→ **Your objective**:
When a line of the entries contains "below", please list that line.
*** Stored data Section Begins ***
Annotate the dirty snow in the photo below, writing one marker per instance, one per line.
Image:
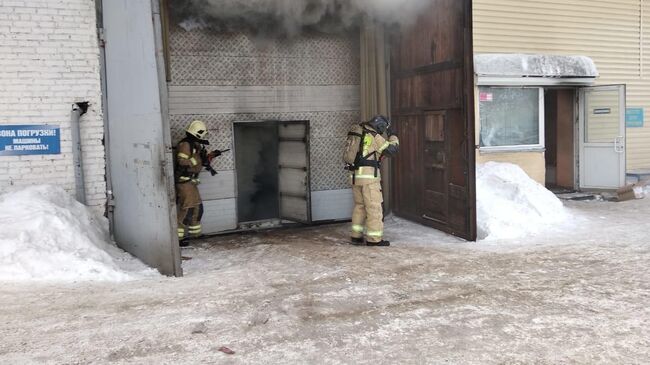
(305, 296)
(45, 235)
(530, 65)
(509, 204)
*** Stored data Section Ends ***
*** Stored data Section Begins ***
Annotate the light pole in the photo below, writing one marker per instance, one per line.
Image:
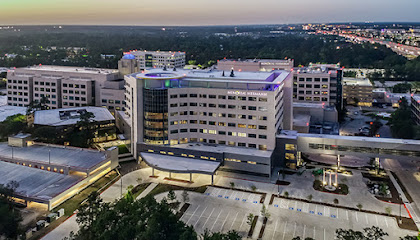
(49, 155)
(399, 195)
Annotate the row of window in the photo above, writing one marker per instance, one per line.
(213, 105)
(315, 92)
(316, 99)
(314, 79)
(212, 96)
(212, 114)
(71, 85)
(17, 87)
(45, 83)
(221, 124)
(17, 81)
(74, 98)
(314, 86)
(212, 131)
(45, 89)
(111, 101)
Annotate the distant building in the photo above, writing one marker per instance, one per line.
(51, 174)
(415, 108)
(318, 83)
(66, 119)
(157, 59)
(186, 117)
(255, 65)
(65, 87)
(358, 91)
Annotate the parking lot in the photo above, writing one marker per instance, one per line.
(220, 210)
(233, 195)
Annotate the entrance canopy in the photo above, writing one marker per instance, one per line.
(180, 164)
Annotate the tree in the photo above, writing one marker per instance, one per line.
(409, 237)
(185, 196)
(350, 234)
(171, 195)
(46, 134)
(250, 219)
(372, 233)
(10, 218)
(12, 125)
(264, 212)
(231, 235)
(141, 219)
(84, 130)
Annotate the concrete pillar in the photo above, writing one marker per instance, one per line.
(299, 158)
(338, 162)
*** Stored data Section Ends ***
→ **Result for this task**:
Annotate the dirty snow in the photo below, writing one marker per instance, one per line.
Annotate the light pole in the photo below, writing one marker per instance, one per line.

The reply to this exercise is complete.